Apply what you read:
A. List every Islamic State figure whom the news text names as killed or targeted by the United States.
B. Pick up the article on the fight against the Islamic State after its final sentence and continue it.
:: Text passage
Kerry, standing next to Prime Minister Charles Michel of Belgium, said 66 nations, including Belgium, had joined a coalition devoted to fighting the Islamic State.
“The very reason that Daesh is resorting to actions outside of the Middle East is that its fantasy of a caliphate is collapsing before their eyes,” he said, using the Arabic acronym for the organization. “Its territory is shrinking every day, its leaders are being decimated, its revenue resources are dwindling, and its fighters are fleeing.”
Paul R. Pillar, a former CIA analyst who teaches at Georgetown University, said he agreed with Kerry’s assessment, saying that in recent weeks a pattern has emerged, with a rise in attacks as the Islamic State has lost territory.
The Islamic State “looks like a loser in the Middle East, so there is greater incentive to show through transnational terrorism operations that ‘Yes, we are strong and active, and can hit our enemies in the West despite all the setbacks we’ve had in Syria and Iraq,’ ” Pillar said.
The killing of al-Qaduli, who is also known as Hajji Imam, occurred at a time when the United States is accumulating increasingly more intelligence about the Islamic State and having increased success targeting the group’s leadership. US intelligence agencies are intercepting many of the group’s communications, and the CIA has developed sources in Syria and Iraq who are producing reliable information, the official said.
Defense Department officials concluded last week that US strikes had killed the group’s minister of war, Omar al-Shishani. The military has also targeted a senior Islamic State leader known as Abu Sarah, who was believed to be the group’s chief accountant and was in charge of paying the group’s fighters in northern Iraq, according to the senior military official.
“We are systematically eliminating [the Islamic State’s] Cabinet,” Carter said, adding that he did not know whether al-Qaduli had played a role in the Brussels bombings. But he made clear that killing its leaders would not by itself end the danger posed by the Islamic State.
::::
:: Extracted data
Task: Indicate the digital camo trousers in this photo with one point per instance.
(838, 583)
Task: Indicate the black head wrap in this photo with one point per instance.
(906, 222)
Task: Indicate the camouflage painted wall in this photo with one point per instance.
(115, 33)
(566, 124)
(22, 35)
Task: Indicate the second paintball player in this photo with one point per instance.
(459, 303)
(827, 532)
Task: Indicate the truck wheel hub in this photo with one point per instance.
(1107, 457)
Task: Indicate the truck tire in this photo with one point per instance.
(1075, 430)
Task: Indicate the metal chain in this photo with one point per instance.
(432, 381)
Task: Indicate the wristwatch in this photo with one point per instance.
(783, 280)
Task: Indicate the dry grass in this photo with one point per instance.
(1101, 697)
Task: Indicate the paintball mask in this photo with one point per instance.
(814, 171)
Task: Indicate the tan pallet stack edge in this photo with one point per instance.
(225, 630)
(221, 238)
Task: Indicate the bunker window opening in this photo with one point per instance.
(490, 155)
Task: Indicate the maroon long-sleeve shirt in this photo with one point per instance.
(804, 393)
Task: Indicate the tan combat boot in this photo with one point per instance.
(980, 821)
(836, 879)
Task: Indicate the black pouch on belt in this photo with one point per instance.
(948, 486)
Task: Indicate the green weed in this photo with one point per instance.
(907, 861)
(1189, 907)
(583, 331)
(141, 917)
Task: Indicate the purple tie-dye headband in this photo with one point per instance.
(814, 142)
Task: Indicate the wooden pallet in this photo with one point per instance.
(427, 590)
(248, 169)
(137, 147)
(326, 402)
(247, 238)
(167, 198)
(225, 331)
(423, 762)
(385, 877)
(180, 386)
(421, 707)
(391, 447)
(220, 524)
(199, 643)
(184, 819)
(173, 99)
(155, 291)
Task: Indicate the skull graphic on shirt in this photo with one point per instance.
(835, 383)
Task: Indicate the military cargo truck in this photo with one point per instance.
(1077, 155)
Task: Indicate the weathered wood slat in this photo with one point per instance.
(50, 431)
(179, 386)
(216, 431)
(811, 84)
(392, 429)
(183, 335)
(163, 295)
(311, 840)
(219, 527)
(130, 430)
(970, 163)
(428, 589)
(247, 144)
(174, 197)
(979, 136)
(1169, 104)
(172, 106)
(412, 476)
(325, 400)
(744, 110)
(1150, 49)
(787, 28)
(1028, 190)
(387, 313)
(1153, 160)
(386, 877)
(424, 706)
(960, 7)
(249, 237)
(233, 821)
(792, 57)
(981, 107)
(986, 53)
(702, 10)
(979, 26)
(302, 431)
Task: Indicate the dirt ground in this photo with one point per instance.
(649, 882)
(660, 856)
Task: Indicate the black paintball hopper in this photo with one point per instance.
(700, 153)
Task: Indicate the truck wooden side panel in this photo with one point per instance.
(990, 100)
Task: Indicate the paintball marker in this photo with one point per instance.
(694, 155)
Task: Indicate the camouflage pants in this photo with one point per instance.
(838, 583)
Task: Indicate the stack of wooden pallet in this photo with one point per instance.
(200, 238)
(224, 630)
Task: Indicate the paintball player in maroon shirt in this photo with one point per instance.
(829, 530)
::::
Answers by item number:
A. al-Qaduli (also known as Hajji Imam), Omar al-Shishani, Abu Sarah

B.
“Striking leadership is necessary, but as you note, it’s far from sufficient,” Mr. Carter said. “Leaders can be replaced. However, these leaders have been around for a long time. They are senior, they’re experienced, and so eliminating them is an important objective and it achieves an important result. But they will be replaced and we’ll continue to go after their leadership.”
Carter said US airstrikes had also destroyed “a significant quantity of improvised explosive devices and bomb-making equipment” that could have been used against Iraqi forces as they try to reclaim the city of Mosul.
But it is hard to assess the claims by Carter, Dunford, and other senior administration officials that the military campaign is succeeding. The United States has been conducting military operations against the Islamic State for 18 months and the group still controls many major cities — including Raqqa in Syria and Mosul in Iraq. There’s little visibility into the military’s operations as the Pentagon has allowed few journalists to embed with forces in Iraq, like members of the news media did in the years after the 2003 invasion.
This is not the first time al-Qaduli is reported to have been killed. In May 2015, Iraq’s Ministry of Defense said he had been killed by US airstrikes near the northern city of Tal Afar. The Defense Ministry said at the time that “based on accurate intelligence,” al-Qaduli and other leaders who had gathered in a mosque were killed. US officials said they could not verify those claims.